What to work on:
List every line in the records below that contains the string "target", copying each such line in full.

Records for the task:
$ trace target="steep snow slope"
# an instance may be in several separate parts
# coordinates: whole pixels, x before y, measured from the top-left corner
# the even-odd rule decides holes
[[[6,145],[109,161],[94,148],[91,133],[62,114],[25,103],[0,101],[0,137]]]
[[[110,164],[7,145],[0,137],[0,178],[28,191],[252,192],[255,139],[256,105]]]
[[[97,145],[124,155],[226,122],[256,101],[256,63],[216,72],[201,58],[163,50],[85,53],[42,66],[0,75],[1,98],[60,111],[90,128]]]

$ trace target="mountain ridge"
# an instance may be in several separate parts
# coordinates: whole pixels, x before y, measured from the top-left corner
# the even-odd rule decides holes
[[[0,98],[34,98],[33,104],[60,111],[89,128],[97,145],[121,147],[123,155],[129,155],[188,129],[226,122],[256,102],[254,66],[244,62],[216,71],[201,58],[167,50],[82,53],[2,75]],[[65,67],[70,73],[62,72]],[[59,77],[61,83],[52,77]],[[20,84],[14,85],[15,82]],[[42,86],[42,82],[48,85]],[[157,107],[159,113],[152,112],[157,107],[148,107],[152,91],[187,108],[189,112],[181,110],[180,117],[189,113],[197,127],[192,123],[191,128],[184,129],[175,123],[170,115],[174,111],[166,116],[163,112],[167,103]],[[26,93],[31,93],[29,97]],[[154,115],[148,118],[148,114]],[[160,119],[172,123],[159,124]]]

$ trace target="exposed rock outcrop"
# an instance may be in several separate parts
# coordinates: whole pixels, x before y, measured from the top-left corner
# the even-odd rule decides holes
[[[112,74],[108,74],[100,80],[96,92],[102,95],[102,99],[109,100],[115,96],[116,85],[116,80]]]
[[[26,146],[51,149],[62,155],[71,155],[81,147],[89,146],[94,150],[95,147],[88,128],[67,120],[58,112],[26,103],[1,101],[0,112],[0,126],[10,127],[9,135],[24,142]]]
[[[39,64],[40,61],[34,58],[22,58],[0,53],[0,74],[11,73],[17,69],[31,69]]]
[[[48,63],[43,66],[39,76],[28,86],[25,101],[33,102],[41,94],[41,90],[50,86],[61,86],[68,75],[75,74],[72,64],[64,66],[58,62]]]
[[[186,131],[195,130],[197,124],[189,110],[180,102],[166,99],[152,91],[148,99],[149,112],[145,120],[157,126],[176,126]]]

Complete answer:
$ trace target="steep snow slope"
$ trace target="mountain ridge"
$ trace target="exposed rock outcrop"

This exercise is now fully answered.